Fragment dokumentu:
╔══

Przyznaję się bez bicia, że wszelkim poradnikom zazwyczaj z góry mówiłam „nie”. Wychodziłam z założenia, że lektura ma mnie odprężać, wywoływać napływ kojącego uczucia rozlewającego się od stóp do głów. Nawet kryminały dawały mi taką przyjemność. Jednak ostatnio zauważam u siebie zmiany. Zaczynają mnie interesować inne kierunki, odmienne od dotychczasowych rejestry. I choć pozostaję wierna ulubionym autorom i autorkom, to nie wystarczy mi już tylko relaks. Potrzebuję uczyć się, poznawać nowe rzeczy, rozwijać. Chyba po prostu życiowo jestem w momencie, w którym chcę czuć, że nie spędzam czasu jedynie na szybkim składaniu liter i rozrywce, którą to za sobą niesie. Chcę więcej. Chcę dowiadywać się, dlaczego coś jest takie, a nie inne, jak robić coś lepiej oraz ile potrzebuję jeszcze wykonać pracy, by poczuć, że wyczerpałam temat.
Julia Fischer w swojej książce „Zakochany mózg i inne niezwykłe stany” skupia uwagę na tym, co dzieje się w naszym mózgu w konkretnych momentach naszego życia – na przykład, gdy jesteśmy w żałobie, gdy przepełnia nas smutek lub gdy jesteśmy zakochani. Pokazując biologiczne podstawy naszych reakcji, tłumaczy naszą codzienność i próbuje pokazać nam, że czasami to, co wydaje nam czymś strasznym, może tak naprawdę być czymś po prostu potrzebnym. Dla mnie ta książka stała się swego rodzaju bramą do zrozumienia tego, co zawsze wydawało mi się zbyt skomplikowane, żeby w ogóle chcieć to analizować. Czasem po prostu łatwiej jest przyjąć, że coś jest, i nie pytać dlaczego. Fischer na to nie pozwala – ona pyta i odpowiada, przekazując informacje w sposób niezwykle zrozumiały dla czytelnika.

╚══

Podane informacje:
╔══

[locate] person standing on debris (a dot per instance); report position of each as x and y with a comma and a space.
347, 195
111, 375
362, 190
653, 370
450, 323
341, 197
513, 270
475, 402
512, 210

╚══

Przytocz cały powyższy fragment dokumentu słowo w słowo.

Odpowiedź:
Przyznaję się bez bicia, że wszelkim poradnikom zazwyczaj z góry mówiłam „nie”. Wychodziłam z założenia, że lektura ma mnie odprężać, wywoływać napływ kojącego uczucia rozlewającego się od stóp do głów. Nawet kryminały dawały mi taką przyjemność. Jednak ostatnio zauważam u siebie zmiany. Zaczynają mnie interesować inne kierunki, odmienne od dotychczasowych rejestry. I choć pozostaję wierna ulubionym autorom i autorkom, to nie wystarczy mi już tylko relaks. Potrzebuję uczyć się, poznawać nowe rzeczy, rozwijać. Chyba po prostu życiowo jestem w momencie, w którym chcę czuć, że nie spędzam czasu jedynie na szybkim składaniu liter i rozrywce, którą to za sobą niesie. Chcę więcej. Chcę dowiadywać się, dlaczego coś jest takie, a nie inne, jak robić coś lepiej oraz ile potrzebuję jeszcze wykonać pracy, by poczuć, że wyczerpałam temat.
Julia Fischer w swojej książce „Zakochany mózg i inne niezwykłe stany” skupia uwagę na tym, co dzieje się w naszym mózgu w konkretnych momentach naszego życia – na przykład, gdy jesteśmy w żałobie, gdy przepełnia nas smutek lub gdy jesteśmy zakochani. Pokazując biologiczne podstawy naszych reakcji, tłumaczy naszą codzienność i próbuje pokazać nam, że czasami to, co wydaje nam czymś strasznym, może tak naprawdę być czymś po prostu potrzebnym. Dla mnie ta książka stała się swego rodzaju bramą do zrozumienia tego, co zawsze wydawało mi się zbyt skomplikowane, żeby w ogóle chcieć to analizować. Czasem po prostu łatwiej jest przyjąć, że coś jest, i nie pytać dlaczego. Fischer na to nie pozwala – ona pyta i odpowiada, przekazując informacje w sposób niezwykle zrozumiały dla czytelnika.